Brief
Treat the line containing "in pink and" as the first line and the final line of the material below as the last; reproduce that range exactly.

Records
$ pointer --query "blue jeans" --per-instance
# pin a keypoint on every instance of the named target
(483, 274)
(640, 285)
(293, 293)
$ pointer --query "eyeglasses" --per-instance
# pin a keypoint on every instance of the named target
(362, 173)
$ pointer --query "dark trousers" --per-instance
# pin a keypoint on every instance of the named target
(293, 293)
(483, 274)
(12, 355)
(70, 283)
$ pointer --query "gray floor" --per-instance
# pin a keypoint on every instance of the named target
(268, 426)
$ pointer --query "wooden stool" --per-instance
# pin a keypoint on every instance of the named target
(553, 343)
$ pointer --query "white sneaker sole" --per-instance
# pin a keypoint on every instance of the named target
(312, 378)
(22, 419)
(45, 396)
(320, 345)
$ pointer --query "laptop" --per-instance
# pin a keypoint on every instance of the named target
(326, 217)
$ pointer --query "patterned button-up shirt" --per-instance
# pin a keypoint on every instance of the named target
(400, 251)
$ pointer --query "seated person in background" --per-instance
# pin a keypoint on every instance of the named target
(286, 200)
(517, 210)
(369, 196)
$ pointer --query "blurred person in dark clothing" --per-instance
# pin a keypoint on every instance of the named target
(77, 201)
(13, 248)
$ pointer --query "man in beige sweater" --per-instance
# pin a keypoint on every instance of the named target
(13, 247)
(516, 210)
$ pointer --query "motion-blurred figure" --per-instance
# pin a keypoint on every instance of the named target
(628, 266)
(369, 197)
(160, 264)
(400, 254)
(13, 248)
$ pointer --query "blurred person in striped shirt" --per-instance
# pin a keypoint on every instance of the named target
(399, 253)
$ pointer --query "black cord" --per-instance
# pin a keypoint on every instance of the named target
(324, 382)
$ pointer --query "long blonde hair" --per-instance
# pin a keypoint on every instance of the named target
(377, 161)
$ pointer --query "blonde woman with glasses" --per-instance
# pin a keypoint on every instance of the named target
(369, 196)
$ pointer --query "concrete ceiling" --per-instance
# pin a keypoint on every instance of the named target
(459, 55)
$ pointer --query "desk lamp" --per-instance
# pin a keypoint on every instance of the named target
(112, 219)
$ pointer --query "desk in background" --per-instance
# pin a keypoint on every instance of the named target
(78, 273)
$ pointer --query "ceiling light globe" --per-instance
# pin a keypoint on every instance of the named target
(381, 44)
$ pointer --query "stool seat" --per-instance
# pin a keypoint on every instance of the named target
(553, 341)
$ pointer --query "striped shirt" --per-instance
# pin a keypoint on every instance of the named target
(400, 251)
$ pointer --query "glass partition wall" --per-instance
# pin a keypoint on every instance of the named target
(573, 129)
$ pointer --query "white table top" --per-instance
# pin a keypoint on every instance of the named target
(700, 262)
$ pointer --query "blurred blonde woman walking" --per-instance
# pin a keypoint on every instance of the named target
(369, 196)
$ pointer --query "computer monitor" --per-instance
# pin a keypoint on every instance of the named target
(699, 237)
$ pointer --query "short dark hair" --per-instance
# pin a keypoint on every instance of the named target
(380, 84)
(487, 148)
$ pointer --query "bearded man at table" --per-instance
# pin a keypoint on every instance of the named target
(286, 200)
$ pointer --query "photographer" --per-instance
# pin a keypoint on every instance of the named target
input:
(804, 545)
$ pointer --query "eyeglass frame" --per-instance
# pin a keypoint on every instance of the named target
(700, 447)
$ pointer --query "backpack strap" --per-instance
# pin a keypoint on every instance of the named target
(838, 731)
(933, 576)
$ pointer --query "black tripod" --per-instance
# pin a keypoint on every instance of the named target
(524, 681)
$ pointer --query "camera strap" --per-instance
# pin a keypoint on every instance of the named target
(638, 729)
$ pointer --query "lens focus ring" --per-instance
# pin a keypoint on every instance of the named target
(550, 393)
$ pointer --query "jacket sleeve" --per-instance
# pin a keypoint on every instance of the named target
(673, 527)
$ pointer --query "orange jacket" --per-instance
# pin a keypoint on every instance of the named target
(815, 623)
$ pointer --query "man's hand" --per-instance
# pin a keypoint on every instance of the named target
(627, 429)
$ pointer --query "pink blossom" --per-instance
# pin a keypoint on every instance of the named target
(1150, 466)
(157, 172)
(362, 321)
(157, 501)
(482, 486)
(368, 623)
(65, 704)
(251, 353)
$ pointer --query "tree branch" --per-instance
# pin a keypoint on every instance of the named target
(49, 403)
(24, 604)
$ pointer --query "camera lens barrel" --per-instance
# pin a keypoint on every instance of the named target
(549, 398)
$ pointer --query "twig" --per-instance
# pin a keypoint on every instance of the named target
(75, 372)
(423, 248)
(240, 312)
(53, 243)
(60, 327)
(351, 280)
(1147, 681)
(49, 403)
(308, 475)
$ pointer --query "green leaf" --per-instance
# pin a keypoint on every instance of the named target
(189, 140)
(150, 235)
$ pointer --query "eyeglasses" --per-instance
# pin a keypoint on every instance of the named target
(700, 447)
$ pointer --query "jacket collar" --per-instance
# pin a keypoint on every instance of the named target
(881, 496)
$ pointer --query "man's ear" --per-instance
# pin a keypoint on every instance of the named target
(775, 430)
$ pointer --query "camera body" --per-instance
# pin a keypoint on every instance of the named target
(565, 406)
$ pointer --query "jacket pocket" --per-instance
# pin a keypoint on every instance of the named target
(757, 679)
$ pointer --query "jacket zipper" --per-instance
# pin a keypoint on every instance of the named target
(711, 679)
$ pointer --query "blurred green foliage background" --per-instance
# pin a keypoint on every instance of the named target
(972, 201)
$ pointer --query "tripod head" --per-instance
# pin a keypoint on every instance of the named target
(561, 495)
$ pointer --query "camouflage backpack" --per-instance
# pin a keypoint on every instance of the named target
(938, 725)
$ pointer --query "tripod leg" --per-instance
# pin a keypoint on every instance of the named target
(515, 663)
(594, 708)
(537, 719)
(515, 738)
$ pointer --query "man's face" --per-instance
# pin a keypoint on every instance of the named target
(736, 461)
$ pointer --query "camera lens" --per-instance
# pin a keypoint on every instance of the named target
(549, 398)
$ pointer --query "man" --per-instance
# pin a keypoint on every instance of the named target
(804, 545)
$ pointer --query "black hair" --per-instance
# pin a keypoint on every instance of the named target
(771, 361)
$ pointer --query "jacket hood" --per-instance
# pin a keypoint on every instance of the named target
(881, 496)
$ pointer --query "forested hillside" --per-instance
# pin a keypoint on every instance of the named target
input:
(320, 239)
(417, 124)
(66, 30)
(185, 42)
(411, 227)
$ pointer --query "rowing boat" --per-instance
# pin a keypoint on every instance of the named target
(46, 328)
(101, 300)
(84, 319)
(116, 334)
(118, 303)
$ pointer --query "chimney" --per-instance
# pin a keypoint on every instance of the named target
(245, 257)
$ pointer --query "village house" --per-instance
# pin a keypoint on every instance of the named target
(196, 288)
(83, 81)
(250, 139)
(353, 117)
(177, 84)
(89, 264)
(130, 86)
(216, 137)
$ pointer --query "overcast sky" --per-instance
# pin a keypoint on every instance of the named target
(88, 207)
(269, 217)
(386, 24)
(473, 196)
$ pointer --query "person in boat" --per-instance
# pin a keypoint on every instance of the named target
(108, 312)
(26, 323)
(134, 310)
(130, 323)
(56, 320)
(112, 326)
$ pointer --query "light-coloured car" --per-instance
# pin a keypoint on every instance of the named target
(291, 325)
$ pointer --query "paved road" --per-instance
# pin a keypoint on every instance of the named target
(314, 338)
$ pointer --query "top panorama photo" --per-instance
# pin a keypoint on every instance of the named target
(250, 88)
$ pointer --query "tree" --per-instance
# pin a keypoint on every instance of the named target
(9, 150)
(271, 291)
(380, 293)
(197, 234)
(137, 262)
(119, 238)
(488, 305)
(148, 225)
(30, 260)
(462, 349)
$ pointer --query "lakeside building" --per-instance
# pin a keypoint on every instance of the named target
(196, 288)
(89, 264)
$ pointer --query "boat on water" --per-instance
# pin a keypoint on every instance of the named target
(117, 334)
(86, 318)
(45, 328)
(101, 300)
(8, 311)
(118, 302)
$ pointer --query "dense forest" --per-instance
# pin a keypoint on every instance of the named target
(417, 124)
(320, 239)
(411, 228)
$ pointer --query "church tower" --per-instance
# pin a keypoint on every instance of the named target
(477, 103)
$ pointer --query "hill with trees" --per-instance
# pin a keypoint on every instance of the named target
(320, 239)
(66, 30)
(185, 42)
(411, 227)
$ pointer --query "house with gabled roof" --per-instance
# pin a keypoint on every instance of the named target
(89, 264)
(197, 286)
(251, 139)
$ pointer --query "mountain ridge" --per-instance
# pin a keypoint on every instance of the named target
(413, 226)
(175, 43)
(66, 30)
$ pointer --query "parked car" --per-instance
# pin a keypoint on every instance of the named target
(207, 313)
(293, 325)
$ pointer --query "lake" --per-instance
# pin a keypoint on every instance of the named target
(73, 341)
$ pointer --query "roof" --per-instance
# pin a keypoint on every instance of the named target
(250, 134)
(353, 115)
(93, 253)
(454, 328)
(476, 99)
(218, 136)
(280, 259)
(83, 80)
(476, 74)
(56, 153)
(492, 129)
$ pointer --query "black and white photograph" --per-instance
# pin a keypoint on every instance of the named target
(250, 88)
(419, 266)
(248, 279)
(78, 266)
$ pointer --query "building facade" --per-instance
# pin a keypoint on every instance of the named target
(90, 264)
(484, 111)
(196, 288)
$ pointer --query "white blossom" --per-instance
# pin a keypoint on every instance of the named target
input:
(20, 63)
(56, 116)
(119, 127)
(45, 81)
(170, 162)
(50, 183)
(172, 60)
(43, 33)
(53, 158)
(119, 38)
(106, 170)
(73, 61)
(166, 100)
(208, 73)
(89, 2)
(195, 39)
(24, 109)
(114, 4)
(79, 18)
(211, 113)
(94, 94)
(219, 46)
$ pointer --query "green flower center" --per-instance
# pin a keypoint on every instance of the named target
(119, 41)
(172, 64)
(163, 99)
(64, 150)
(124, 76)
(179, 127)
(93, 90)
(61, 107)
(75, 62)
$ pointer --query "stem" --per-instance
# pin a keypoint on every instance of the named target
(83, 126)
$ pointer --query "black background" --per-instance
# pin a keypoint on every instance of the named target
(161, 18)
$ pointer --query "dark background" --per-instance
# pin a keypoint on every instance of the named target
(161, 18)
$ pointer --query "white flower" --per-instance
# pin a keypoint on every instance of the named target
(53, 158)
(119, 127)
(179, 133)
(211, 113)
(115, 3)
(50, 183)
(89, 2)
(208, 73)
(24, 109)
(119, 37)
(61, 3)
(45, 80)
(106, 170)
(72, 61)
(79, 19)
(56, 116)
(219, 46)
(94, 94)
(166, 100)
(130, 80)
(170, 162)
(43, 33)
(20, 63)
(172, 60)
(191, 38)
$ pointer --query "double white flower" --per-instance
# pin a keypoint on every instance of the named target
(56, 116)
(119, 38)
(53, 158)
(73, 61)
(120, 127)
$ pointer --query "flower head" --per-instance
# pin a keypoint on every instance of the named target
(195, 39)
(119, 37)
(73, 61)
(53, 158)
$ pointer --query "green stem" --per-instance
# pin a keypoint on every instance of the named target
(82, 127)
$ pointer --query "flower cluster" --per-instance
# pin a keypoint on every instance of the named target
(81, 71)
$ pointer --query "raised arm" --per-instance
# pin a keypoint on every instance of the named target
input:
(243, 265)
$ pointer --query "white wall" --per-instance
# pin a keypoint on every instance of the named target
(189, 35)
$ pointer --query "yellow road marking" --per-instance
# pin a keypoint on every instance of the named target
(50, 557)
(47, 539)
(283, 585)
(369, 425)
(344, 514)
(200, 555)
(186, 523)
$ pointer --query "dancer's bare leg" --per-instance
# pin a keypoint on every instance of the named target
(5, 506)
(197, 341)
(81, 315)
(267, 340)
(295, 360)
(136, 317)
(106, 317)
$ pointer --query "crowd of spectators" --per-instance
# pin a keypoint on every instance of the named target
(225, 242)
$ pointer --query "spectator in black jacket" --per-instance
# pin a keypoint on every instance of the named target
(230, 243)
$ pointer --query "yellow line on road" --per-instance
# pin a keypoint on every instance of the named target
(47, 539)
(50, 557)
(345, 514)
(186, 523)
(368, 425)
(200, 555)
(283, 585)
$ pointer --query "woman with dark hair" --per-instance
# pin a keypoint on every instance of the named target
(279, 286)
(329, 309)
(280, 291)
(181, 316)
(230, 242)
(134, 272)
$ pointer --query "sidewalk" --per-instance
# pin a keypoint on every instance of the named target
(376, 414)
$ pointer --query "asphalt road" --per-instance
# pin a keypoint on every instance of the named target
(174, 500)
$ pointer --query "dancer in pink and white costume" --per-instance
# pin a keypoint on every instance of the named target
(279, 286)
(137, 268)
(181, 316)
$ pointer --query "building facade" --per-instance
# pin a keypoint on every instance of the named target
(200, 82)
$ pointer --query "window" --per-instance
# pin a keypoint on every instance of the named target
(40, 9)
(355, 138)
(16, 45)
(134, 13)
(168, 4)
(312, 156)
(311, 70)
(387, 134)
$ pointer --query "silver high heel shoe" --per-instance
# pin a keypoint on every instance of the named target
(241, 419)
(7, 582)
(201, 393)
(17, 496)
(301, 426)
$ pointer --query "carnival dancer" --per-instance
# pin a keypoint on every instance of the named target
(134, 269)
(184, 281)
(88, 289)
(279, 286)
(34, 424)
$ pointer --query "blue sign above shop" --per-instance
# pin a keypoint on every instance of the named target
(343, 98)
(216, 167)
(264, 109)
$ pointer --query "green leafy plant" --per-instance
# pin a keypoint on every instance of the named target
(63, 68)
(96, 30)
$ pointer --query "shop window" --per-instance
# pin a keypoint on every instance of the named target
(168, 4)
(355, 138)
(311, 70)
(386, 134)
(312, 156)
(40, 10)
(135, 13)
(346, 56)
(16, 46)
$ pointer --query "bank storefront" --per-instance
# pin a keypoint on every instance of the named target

Worked solution
$ pointer --query "dancer in pink and white costume" --per-instance
# pin a keypoint on every instance of the named target
(279, 286)
(137, 268)
(181, 316)
$ pointer --query "building facade" --per-instance
# pin a keypoint on every instance of the named target
(200, 82)
$ pointer --query "window" --per-instance
# pin a keypoint on every instance of the named target
(40, 9)
(355, 138)
(16, 45)
(134, 13)
(168, 4)
(312, 156)
(311, 70)
(387, 134)
$ pointer --query "silver high heel shoe" --per-instance
# pin a keypoint on every instance of the named target
(241, 419)
(7, 582)
(201, 393)
(17, 496)
(301, 426)
$ pointer --query "carnival dancer" --per-instance
# pin a keypoint on every instance of the named target
(134, 269)
(184, 281)
(88, 289)
(279, 286)
(34, 424)
$ pointer --query "blue sign above shop" --per-instance
# pin a keypoint on every instance of the named target
(343, 98)
(216, 167)
(264, 109)
$ pointer --query "green leafy plant" --per-instance
# pin a keypoint on every instance of the named target
(63, 68)
(96, 30)
$ pointer --query "shop window" --per-instance
# pin a keypoint on every instance of the named target
(168, 4)
(355, 138)
(311, 70)
(386, 134)
(312, 156)
(40, 10)
(135, 13)
(346, 56)
(16, 46)
$ pointer --query "bank storefront" --per-instance
# pin a keypoint on every instance of the named target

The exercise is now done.